* [GIVEN DATA]
┏━━
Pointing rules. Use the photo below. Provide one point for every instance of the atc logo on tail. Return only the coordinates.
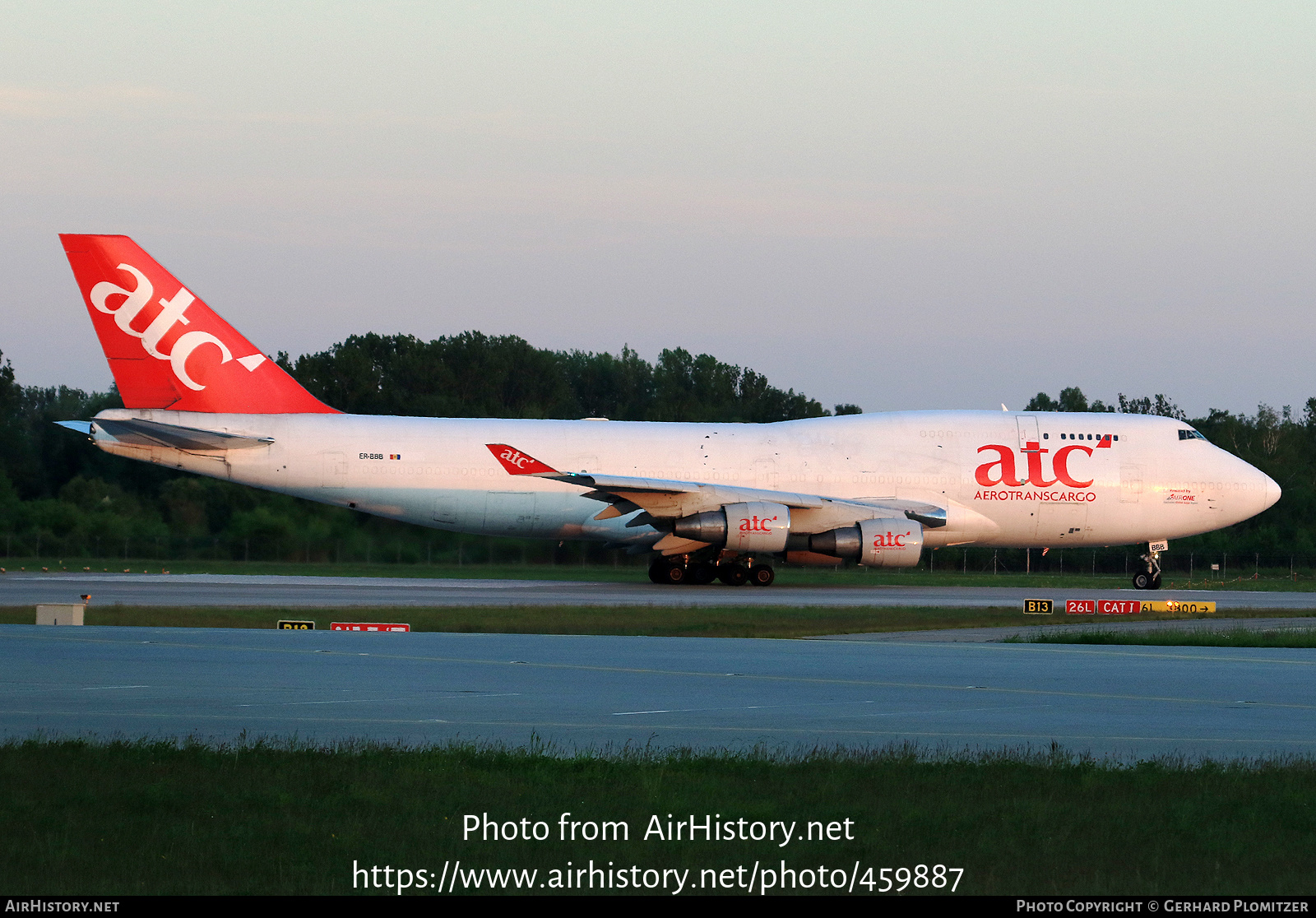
(173, 351)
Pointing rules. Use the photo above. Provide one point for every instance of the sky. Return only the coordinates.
(903, 206)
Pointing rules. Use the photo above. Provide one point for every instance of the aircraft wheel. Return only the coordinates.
(675, 573)
(732, 575)
(702, 573)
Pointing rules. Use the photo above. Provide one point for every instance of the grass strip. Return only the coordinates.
(1239, 637)
(786, 573)
(90, 818)
(656, 621)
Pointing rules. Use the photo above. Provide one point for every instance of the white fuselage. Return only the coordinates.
(1147, 484)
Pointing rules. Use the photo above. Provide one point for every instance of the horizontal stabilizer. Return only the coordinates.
(151, 433)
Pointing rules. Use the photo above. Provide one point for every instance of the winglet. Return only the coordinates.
(517, 461)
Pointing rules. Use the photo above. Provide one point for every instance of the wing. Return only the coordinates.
(664, 501)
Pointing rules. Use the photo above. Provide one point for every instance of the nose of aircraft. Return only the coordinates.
(1272, 491)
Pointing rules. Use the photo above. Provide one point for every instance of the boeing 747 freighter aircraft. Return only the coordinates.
(710, 500)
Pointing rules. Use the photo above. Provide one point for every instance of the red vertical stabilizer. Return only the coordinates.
(164, 346)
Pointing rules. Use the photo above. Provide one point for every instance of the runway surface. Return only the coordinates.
(211, 590)
(1091, 624)
(591, 691)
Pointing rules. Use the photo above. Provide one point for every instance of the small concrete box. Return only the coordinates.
(66, 613)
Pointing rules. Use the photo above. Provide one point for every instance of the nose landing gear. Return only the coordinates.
(1151, 577)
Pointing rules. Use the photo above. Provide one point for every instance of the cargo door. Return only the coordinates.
(333, 470)
(510, 512)
(1131, 484)
(1026, 432)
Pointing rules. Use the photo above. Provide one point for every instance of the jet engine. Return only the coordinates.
(750, 526)
(873, 542)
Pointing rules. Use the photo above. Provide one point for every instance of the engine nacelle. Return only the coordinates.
(873, 542)
(752, 526)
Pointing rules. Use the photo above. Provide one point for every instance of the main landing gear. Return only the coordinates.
(1149, 577)
(734, 573)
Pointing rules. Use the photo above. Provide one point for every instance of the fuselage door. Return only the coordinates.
(1131, 483)
(333, 470)
(1028, 432)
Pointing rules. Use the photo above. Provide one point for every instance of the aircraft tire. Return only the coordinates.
(732, 575)
(675, 573)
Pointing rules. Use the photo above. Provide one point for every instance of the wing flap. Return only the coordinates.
(191, 439)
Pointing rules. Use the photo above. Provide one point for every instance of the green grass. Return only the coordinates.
(635, 573)
(658, 621)
(1240, 637)
(144, 817)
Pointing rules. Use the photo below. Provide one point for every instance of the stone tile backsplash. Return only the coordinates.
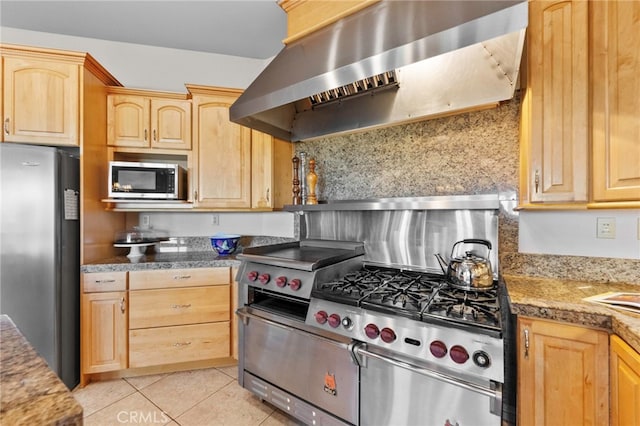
┗━━
* [WHAT TO WORK ON] Can you edit the stretch of the records from the line containing "fuselage door. Return only the coordinates." through the end of the records so that "aircraft tire" becomes "airplane tire" and nothing else changes, then give those lines again? Leave the pictures out of your answer.

* [RESPONSE TO THE EXERCISE]
Pointing rules. Use the photo above. Provide one point for every instance of the fuselage door. Return only the coordinates.
(1131, 483)
(333, 470)
(1028, 432)
Pointing rules. Use the photo above. Provide one point for every instance of the airplane tire. Return only the coordinates.
(732, 575)
(675, 573)
Pointing rules. Use the photo above. Provide one point for every instance of the wing flap. Return only the coordinates.
(191, 439)
Pointing rules. Use the photo above. Provide one point for every instance of the green grass. Return only the coordinates.
(635, 573)
(658, 621)
(1240, 637)
(144, 817)
Pointing rules. Use the photo below. Provide one point for every instance of the stone tile backsplash. Return only the coordinates.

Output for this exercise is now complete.